▶ WHAT THE EXERCISE ASKS: The answer must be every line of the records below that contains the word "instance".

--- EXTRACTED MATERIAL ---

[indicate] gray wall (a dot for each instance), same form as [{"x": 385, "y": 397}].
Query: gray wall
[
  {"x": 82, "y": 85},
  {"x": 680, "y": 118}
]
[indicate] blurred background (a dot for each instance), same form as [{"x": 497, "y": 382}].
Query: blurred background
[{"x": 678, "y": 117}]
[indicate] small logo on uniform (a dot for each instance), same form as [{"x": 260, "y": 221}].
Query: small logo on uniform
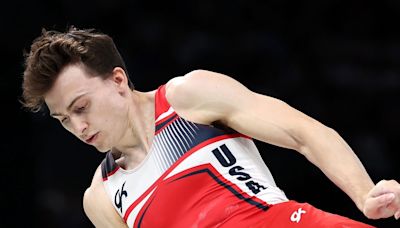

---

▶ THE ANSWER:
[indicate] gray wall (a dot for each instance), same form as [{"x": 385, "y": 397}].
[indicate] blurred background (a dot for each instance), same form as [{"x": 497, "y": 382}].
[indicate] small logo on uniform (a dot for each instance), same form as [{"x": 260, "y": 221}].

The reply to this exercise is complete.